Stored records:
※ ※ ※

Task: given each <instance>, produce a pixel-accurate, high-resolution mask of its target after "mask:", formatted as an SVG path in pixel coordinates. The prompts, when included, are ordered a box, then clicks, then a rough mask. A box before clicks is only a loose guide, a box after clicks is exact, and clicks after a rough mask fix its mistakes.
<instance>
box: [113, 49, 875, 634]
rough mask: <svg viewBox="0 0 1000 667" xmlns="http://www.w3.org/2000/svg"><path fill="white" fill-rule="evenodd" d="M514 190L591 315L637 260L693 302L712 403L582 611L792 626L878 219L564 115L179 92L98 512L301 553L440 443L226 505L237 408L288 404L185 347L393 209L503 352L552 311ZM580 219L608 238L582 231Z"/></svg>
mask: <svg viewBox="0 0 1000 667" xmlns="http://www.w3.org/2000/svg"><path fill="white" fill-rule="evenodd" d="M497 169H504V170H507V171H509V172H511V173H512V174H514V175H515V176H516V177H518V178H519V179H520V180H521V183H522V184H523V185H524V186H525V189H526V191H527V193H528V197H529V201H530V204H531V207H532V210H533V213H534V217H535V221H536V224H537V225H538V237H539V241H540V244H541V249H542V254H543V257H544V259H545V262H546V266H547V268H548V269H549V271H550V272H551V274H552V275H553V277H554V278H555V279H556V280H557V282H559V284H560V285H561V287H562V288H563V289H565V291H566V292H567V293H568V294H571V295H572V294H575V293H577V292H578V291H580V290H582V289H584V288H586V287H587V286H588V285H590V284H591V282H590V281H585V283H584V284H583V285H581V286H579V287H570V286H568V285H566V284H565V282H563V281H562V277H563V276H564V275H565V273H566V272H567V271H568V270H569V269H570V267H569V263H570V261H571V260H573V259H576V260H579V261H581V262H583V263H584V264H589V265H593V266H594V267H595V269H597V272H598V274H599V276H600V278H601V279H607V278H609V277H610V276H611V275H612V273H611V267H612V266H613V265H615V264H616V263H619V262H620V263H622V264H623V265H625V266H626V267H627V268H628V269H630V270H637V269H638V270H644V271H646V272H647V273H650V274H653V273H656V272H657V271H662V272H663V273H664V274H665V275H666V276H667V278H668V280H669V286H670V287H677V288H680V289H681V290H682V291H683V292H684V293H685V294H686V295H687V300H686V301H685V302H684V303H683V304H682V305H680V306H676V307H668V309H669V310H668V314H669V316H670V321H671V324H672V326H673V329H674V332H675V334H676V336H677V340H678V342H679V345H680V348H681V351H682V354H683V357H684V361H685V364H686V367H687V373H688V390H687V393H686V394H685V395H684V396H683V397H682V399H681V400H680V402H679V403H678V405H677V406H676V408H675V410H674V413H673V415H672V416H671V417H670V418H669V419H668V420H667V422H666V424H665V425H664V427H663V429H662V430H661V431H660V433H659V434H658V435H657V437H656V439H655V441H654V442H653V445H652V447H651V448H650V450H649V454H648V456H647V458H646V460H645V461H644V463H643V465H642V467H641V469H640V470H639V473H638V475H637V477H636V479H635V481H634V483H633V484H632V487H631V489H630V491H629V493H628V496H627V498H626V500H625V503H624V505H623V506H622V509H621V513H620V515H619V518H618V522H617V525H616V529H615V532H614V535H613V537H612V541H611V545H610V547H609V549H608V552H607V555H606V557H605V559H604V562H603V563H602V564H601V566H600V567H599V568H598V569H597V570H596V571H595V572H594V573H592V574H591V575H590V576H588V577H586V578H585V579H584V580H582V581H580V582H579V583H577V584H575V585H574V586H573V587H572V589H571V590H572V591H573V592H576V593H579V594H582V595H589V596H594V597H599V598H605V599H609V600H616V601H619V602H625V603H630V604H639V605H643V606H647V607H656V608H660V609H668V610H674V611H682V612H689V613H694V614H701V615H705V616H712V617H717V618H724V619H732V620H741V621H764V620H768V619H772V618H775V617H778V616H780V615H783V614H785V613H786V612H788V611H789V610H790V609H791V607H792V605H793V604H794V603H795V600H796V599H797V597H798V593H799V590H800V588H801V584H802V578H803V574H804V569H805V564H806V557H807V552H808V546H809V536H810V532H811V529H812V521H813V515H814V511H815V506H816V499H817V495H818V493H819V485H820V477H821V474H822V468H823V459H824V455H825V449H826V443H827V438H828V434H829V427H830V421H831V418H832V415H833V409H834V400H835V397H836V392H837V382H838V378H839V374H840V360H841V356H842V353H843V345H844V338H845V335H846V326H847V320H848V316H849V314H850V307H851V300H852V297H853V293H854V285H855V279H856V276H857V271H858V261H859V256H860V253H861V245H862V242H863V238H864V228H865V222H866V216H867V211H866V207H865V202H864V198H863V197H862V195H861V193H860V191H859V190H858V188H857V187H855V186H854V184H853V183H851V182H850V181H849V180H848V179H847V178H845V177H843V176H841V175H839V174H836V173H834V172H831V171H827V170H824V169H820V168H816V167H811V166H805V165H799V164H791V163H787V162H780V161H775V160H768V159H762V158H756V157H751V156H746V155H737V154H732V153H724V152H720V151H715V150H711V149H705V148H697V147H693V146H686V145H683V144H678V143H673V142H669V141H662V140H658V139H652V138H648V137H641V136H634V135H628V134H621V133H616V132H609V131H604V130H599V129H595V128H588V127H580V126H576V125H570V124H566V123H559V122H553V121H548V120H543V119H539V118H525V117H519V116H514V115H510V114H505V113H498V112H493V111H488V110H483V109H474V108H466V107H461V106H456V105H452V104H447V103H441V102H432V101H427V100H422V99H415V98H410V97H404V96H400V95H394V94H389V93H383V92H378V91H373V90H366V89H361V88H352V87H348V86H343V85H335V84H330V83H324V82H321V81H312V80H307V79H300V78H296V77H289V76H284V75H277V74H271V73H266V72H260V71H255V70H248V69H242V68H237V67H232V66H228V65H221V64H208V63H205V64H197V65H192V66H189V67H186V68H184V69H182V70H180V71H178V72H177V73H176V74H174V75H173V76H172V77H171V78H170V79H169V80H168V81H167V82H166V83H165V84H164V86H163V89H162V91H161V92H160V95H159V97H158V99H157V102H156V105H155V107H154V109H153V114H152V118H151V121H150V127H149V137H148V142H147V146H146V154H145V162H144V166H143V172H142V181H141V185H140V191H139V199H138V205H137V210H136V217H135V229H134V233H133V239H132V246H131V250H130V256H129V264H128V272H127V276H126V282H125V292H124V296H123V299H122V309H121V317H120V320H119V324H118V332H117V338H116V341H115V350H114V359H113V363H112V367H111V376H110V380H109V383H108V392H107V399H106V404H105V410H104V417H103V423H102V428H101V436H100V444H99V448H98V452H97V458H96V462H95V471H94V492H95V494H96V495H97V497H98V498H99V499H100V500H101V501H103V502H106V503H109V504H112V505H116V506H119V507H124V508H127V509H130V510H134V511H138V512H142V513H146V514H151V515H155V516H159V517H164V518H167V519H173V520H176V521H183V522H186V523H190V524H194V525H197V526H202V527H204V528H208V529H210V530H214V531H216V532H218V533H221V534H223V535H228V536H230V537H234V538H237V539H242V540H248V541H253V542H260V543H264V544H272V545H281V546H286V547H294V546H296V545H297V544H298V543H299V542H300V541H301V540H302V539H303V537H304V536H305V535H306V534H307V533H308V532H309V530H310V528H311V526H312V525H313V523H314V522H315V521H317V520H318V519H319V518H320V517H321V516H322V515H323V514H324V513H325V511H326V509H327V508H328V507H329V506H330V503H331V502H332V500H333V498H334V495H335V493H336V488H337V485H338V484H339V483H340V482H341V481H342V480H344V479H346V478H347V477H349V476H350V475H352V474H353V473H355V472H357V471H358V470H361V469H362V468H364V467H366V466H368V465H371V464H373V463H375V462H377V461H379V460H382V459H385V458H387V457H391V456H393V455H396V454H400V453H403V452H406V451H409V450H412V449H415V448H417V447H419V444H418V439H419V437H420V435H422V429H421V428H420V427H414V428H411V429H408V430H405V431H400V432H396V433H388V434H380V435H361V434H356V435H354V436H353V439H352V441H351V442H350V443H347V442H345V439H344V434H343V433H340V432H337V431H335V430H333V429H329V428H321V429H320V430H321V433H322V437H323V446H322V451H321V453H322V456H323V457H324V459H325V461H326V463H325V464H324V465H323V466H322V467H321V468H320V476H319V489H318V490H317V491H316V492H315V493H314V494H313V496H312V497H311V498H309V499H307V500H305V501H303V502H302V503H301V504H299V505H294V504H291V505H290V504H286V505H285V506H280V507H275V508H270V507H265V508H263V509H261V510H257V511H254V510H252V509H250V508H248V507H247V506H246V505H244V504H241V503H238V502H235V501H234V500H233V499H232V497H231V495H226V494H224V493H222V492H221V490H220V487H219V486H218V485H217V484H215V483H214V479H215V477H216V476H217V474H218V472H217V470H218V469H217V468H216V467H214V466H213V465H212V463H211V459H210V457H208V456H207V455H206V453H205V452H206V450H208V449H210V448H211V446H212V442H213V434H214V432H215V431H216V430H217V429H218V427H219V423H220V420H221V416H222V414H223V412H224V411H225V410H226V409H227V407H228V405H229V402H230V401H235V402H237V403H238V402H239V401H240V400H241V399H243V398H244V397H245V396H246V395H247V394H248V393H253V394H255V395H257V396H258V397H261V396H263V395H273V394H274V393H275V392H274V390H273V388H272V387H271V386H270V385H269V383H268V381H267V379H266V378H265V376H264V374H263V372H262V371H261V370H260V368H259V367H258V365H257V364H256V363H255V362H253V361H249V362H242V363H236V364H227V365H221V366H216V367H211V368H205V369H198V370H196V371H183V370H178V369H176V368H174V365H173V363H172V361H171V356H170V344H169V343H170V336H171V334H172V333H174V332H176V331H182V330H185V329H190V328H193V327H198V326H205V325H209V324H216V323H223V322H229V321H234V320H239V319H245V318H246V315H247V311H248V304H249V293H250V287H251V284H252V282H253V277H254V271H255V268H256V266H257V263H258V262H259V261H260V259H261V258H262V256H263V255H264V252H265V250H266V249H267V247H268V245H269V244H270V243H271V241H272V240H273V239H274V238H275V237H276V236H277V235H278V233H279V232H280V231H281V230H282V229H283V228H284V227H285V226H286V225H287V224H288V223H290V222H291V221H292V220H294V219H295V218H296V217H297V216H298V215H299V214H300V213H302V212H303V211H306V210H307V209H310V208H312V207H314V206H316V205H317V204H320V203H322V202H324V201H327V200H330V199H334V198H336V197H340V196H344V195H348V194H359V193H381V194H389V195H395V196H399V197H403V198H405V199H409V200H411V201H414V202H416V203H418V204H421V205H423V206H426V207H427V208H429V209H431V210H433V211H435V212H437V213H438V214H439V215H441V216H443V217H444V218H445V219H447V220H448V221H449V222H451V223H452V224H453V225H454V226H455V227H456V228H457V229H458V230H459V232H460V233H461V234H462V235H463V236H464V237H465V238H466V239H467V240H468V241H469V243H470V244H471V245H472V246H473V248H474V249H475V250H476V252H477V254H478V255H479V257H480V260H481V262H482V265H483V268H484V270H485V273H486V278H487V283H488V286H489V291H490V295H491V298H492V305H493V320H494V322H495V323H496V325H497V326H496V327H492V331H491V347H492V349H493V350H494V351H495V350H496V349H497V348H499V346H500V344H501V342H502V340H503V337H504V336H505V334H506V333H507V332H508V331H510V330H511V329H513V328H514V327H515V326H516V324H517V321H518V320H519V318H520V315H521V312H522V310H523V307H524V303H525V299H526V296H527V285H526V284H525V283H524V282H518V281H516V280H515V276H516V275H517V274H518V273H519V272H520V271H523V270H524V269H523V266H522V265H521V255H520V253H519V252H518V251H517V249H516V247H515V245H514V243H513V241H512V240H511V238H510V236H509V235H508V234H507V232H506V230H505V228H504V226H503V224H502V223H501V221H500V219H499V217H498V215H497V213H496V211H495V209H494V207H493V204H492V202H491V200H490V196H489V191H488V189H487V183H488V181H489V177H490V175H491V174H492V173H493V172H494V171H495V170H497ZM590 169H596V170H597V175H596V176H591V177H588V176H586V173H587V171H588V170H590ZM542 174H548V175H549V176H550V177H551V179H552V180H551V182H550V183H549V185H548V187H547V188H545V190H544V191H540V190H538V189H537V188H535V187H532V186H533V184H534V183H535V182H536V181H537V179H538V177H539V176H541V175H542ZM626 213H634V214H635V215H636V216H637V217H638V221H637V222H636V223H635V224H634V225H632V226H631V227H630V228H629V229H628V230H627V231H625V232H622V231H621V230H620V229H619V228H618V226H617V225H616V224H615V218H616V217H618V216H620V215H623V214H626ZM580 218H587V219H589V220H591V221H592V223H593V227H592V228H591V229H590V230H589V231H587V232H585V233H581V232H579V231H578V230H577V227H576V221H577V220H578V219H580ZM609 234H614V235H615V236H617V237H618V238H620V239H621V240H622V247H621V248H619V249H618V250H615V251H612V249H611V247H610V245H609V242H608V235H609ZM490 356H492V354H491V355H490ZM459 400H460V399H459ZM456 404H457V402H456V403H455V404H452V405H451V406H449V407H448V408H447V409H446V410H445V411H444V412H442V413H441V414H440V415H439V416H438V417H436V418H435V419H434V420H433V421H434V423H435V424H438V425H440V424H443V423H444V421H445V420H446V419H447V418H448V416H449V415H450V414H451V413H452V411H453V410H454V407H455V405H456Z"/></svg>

※ ※ ※

> [Directions for this task]
Up to and including the line with "box: [113, 49, 875, 634]", transcribe the entries above exactly, starting from their first line.

> [Reply]
Task: given each <instance>, produce a pixel-accurate, high-resolution mask of its target after "mask:", formatted as an SVG path in pixel coordinates. The prompts, when included, are ordered a box, then clicks, then a rough mask. A box before clicks is only a loose guide, a box after clicks is exact, and clicks after a rough mask fix its mistakes.
<instance>
box: [113, 49, 875, 634]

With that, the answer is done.